[Natural-language object grounding data]
╔══

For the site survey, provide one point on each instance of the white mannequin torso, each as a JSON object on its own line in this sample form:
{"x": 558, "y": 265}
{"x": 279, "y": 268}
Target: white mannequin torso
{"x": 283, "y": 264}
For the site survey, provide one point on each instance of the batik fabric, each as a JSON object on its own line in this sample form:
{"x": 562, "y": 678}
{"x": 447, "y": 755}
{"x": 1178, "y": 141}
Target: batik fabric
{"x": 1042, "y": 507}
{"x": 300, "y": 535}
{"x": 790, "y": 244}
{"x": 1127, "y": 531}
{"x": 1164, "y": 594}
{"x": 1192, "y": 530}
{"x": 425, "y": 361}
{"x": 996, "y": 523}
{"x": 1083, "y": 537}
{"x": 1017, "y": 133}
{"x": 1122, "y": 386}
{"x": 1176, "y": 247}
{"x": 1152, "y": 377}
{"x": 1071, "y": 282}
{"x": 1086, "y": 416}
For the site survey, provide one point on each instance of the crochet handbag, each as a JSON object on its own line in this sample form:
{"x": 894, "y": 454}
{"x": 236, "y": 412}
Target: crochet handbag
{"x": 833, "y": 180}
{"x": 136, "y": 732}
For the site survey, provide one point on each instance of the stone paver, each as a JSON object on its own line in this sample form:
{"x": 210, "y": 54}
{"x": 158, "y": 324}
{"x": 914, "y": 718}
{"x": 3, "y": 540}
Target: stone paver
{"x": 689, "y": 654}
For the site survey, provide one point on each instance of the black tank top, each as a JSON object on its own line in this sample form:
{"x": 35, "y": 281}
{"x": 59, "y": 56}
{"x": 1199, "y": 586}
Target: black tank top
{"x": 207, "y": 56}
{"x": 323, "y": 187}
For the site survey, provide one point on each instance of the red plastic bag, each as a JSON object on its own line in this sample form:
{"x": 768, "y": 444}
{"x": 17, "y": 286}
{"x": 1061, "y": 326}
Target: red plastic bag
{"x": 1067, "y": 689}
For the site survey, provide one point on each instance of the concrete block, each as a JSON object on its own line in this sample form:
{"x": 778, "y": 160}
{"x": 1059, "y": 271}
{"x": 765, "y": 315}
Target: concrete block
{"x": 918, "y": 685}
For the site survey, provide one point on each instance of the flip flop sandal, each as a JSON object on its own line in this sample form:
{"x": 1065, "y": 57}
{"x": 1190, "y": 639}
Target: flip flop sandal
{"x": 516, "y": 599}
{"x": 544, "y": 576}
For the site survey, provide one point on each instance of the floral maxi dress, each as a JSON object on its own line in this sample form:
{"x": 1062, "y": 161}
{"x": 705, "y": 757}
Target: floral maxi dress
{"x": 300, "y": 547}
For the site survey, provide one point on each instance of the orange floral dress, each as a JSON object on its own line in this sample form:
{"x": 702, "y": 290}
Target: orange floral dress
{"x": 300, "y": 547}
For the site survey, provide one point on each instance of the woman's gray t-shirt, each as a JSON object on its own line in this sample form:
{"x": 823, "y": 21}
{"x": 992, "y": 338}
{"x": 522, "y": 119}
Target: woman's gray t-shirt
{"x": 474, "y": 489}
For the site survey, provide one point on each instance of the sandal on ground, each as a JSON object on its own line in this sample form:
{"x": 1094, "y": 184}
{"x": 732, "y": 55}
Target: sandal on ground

╚══

Reproduce each line of the entries in which the word "sample" is found.

For the site survey, provide one point on each instance of the white mannequin torso, each as a JSON object on its own line in this sample form:
For the site survey, provide one point on each instance of the batik fabric, each as a JSON object on its own line in this sample form:
For the site survey, provide one point on each instance of the crochet handbag, each as a JSON object on its own line in this sample form:
For the site survey, provide one point on each instance of the stone paver, each as a JSON object on its own line in this sample form:
For the site survey, provide one point on each instance of the black tank top, each as a JSON object on its own line in this sample form:
For the site survey, provide one point on each instance of the red plastic bag, each as a JSON object on its own line in this sample form:
For the site survey, provide one point on each instance of the concrete block, each as a JSON object on its own line in this sample form:
For the site survey, provide one point on each instance of the flip flop sandal, each as a JSON object on its own line in this sample form:
For the site survey, provide one point on each instance of the floral maxi dress, each as a JSON object on its own line in this sample form:
For the site survey, provide one point on each instance of the orange floral dress, each as a JSON object on its own line in this sample form:
For the site survey, provide one point on each instance of the woman's gray t-shirt, each as a JSON object on its own line in this sample form:
For the site survey, provide one point on each instance of the sandal on ground, each as a JSON object on its own line in this sample form:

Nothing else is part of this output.